■ TEXT SECTION:
|---|
This article first appeared on Medical Design Technology, outlining drivers for medical IT companies. While Bosch dove into the technical details for these companies, here’s the overview in trends as it pertains to surgical teams.
The American healthcare system continues to evolve at a blinding pace as new care delivery and payment models change the landscape. The uncertainty of this disruptive shift is reverberating across the healthcare value chain. We see four game-changing drivers companies need to factor into their strategic planning to set themselves up for success in today’s value-based healthcare marketplace.
Creating breakthrough solutions that enable new, highly flexible clinical workflows and patient lifestyles is rapidly becoming a prerequisite to market success. Achieving this involves higher levels of interoperability complexity and sophistication. Even simple electromechanical devices have evolved to become highly sophisticated connected devices designed to support personalized care for patients, while generating (useful) data.
2. Patient Engagement
Keeping healthy patients healthy and intervening early in the progression of disease are high priorities for improving overall patient health and reducing healthcare costs. Delivering solutions that facilitate proactive patient engagement and care coordination is a key strategy for success.
|---|
■ INFORMATION PROVIDED:
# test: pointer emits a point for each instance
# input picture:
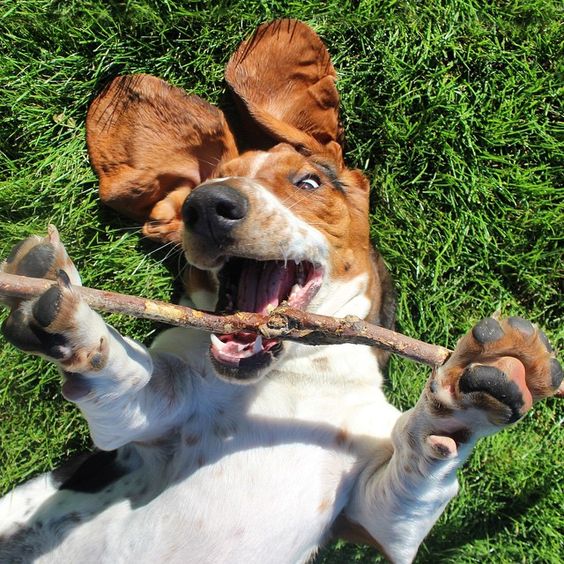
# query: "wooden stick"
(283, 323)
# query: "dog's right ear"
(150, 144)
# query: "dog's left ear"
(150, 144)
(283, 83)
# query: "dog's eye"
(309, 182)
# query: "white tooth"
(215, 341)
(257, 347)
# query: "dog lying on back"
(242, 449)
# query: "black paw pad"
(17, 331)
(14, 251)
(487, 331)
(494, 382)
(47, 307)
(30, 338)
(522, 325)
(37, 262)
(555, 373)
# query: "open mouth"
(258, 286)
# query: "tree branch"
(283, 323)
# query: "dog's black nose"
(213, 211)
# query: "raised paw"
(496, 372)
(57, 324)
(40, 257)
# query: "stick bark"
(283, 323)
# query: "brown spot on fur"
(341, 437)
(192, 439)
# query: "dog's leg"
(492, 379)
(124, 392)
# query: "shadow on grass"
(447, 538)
|---|
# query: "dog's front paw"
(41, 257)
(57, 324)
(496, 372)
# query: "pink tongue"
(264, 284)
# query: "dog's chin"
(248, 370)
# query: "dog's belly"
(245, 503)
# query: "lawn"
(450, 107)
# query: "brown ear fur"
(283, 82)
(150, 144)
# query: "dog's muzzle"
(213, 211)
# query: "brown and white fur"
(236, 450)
|---|
■ EXERCISE GOAL:
Translate this sentence from the healthcare article into Spanish: "Keeping healthy patients healthy and intervening early in the progression of disease are high priorities for improving overall patient health and reducing healthcare costs."

■ ANSWER FOR THE TASK:
Mantener sanos a los pacientes sanos e intervenir de forma temprana en la progresión de la enfermedad son prioridades principales para mejorar la salud general de los pacientes y reducir los costos de la atención médica.